======== SELECTED EXCERPT
What about Europe and the increasing regulatory pressure over different markets?
The impetus to begin with to regulate was to take gray casinos and people operating without proper license and bring them into the fold. Once they brought them into the fold, they liked getting the money and they said, can we get more money? So we went from no regulation to regulation, and now to over regulation. What we’re doing is pushing people back into the gray markets, the crypto casinos, the things that are harder to regulate. I think it’s a mistake, but I would say I would give credit to operators and suppliers and brands. They’re always going to find a way to do things within certain bounds. Governments will not encourage people to come in. They’ll push them away. What we hope is that regulators take a balanced approach because, in the end, it’s better to have people playing on. So we’re seeing an overregulation, but I think when the pendulum swings too far this way, we hope it comes to the middle, and it will eventually be that way.
The last question is about leadership. How would you describe yourself as a leader? What’s your leadership style? In which way you can transmit your vision to your employees and collaborators to build a strong and efficient working team?
================
======== PROVIDED DATA
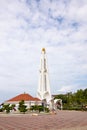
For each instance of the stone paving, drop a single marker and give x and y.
(63, 120)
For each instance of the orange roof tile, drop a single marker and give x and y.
(25, 97)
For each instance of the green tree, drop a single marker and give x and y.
(22, 107)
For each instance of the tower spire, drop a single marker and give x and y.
(44, 85)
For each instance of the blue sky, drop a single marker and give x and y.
(26, 26)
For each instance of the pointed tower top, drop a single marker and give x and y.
(43, 50)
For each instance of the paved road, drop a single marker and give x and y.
(63, 120)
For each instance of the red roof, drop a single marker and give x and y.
(25, 97)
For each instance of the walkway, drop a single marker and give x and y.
(63, 120)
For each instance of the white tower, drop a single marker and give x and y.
(44, 85)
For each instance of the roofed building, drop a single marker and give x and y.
(29, 100)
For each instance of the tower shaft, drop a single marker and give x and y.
(44, 85)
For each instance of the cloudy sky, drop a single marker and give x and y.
(28, 25)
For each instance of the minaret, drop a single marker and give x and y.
(44, 85)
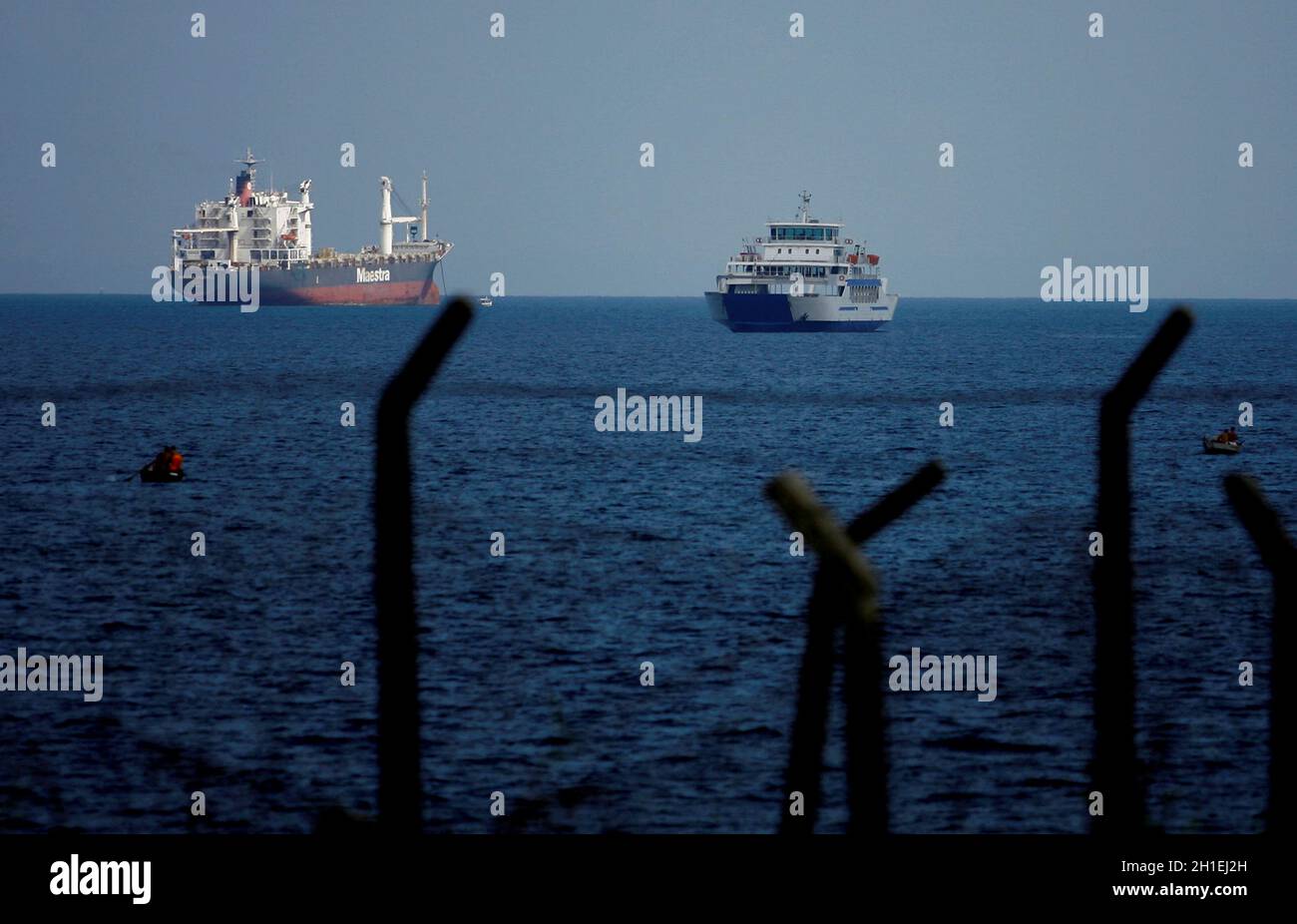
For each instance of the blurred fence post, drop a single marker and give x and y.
(844, 592)
(1115, 767)
(400, 789)
(1280, 558)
================
### [YOUR TASKS]
(a) Output the interview excerpt on gambling regulation word for word, from "The last question" up to and including "efficient working team?".
(b) Go on with the interview excerpt on gambling regulation, picking up right after its last sentence.

### [RESPONSES TO THE EXERCISE]
(a)
The last question is about leadership. How would you describe yourself as a leader? What’s your leadership style? In which way you can transmit your vision to your employees and collaborators to build a strong and efficient working team?

(b)
What first comes to mind is to lead by example. I’m not above anyone. I’m willing to do anything that I ask my team members to do, and I’ve done it all. I’m in the office before everyone. I leave after everyone. I’m working on the weekend, so I just love what I do. If you have a passion for something, you’re going to do well. This is proven over time. So the best way to lead is by example. Obviously, being a good listener is also important. It is part and parcel to being a good teacher. For many years, I was the youngest person in the room. I was ahead of my time. Now, I have to be comfortable with being the oldest person in the room and become a teacher. In the early days, I was trying to learn everything, and now I find myself having to be willing to pause and have a teachable moment and put the focus on something important for the team. It’s just a different role. It’s not one I’m totally comfortable with, but I’m getting more comfortable with as I get older.
But you’re still open to learn.
Yes, I’m still open to learn. That’s why, before this interview, we started with me asking questions about your interests and focus on different markets. I’m also committed. I like the fact that you’re working hard and you’re bringing something different. If SCCG Management can be supportive in any way, we will help and do things together with G&M News.